**** The records ****
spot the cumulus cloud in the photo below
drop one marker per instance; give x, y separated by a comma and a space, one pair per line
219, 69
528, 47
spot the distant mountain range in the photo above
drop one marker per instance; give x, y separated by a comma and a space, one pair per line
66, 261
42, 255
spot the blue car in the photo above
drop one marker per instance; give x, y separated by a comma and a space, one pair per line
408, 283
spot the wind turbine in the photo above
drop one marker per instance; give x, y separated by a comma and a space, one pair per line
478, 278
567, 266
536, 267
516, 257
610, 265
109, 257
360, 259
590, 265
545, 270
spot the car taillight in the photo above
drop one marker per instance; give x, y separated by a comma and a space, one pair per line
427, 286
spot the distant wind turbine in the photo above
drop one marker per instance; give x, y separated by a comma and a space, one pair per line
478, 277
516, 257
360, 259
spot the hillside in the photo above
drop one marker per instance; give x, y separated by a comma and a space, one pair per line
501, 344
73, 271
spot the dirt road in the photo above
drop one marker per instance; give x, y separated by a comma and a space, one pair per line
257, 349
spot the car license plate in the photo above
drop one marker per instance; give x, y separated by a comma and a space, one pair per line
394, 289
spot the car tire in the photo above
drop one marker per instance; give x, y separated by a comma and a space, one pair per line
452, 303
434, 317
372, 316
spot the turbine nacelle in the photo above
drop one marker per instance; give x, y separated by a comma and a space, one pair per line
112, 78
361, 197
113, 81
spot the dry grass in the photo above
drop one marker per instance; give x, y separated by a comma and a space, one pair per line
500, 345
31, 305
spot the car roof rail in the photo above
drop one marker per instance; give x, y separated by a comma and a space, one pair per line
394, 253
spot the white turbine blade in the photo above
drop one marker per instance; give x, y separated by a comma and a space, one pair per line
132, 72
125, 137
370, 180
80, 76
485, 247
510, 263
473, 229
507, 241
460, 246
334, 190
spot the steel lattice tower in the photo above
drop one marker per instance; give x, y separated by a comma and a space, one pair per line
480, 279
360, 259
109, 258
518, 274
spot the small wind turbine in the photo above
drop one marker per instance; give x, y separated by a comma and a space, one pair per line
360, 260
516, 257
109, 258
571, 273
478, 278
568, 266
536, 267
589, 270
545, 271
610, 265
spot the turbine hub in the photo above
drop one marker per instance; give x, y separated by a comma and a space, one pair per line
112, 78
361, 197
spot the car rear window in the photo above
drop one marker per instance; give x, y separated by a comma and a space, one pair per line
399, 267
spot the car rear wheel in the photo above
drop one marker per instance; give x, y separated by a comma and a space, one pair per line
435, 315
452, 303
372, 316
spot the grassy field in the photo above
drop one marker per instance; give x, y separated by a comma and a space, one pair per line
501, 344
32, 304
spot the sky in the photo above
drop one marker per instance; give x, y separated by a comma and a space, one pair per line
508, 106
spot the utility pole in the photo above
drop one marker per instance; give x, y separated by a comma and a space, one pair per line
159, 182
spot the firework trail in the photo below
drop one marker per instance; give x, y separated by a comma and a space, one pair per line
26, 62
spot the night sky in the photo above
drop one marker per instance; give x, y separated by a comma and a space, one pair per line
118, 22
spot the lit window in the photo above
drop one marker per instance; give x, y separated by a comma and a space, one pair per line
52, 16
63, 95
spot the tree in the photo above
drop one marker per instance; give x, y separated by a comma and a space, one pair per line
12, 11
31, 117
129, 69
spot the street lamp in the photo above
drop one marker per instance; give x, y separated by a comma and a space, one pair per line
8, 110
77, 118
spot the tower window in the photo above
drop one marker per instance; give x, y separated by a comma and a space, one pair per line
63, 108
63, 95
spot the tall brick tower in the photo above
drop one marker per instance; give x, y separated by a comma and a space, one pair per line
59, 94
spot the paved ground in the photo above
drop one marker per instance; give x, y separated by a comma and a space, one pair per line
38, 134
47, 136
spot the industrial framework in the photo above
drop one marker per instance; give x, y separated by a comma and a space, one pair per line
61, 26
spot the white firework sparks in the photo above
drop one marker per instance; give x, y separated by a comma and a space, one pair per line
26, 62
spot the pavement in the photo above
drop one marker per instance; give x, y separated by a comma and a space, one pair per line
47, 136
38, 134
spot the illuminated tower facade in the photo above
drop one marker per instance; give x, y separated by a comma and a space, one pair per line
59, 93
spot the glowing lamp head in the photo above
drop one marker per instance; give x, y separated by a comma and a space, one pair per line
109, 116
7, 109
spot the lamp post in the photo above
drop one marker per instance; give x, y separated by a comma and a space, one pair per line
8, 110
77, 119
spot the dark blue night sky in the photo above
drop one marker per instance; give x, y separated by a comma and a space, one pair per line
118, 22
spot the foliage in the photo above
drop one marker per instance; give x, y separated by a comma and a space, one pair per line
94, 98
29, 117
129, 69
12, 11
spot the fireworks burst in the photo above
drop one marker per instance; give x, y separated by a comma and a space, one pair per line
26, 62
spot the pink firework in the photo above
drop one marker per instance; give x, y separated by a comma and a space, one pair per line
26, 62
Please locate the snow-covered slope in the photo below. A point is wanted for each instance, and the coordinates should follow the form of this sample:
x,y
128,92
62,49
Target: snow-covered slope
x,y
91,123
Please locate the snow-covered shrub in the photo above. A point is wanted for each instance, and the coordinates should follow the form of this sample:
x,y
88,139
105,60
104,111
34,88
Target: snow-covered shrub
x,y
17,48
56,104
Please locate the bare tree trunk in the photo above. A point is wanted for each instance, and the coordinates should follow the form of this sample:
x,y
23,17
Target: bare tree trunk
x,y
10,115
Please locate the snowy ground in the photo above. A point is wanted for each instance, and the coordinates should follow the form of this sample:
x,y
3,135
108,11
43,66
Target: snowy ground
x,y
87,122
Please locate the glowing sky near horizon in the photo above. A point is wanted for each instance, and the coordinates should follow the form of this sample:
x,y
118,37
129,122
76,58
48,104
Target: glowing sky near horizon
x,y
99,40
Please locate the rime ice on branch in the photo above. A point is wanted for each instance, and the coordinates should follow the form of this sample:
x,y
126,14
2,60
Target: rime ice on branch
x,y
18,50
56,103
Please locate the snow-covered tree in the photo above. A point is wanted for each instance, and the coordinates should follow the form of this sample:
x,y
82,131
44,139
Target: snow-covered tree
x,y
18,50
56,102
****
**** The records ****
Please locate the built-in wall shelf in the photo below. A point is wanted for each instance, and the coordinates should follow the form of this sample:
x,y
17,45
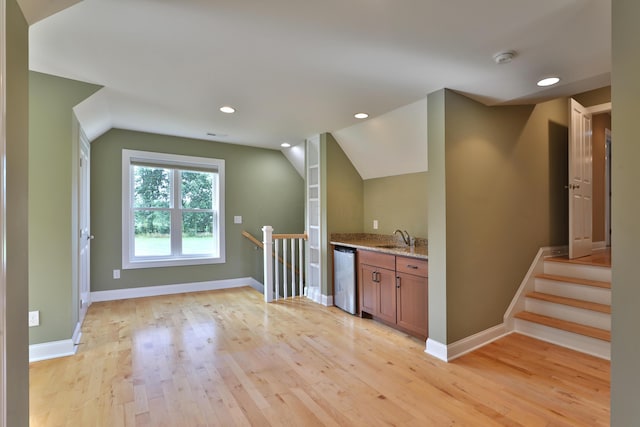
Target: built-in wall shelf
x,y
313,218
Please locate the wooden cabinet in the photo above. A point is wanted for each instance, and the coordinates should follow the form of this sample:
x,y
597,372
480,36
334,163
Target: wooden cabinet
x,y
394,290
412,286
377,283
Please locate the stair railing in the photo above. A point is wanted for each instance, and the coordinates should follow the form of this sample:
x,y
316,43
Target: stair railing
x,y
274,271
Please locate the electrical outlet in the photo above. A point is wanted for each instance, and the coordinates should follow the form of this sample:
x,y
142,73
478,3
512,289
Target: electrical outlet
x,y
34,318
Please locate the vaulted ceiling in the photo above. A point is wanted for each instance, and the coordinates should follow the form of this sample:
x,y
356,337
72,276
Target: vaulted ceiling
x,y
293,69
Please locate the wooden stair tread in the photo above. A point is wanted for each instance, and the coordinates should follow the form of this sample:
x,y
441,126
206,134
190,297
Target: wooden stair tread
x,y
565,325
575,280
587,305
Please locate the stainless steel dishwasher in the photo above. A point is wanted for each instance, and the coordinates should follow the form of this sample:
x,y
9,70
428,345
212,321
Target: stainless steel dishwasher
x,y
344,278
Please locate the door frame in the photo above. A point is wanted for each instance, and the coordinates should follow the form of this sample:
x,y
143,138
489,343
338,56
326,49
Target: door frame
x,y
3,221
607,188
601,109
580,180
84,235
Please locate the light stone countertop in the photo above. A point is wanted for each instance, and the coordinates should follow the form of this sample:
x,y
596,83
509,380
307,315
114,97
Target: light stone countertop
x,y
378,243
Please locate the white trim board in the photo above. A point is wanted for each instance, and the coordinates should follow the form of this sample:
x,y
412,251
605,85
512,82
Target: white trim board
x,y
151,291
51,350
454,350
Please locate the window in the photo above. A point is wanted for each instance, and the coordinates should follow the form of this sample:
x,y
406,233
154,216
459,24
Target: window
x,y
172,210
****
- _Activity_: Search the data for "lamp". Copy every matching line.

- _Result of this task_:
spot the street lamp in the photo above
spot the glowing lamp head in the photo above
spot the lamp post in the photo above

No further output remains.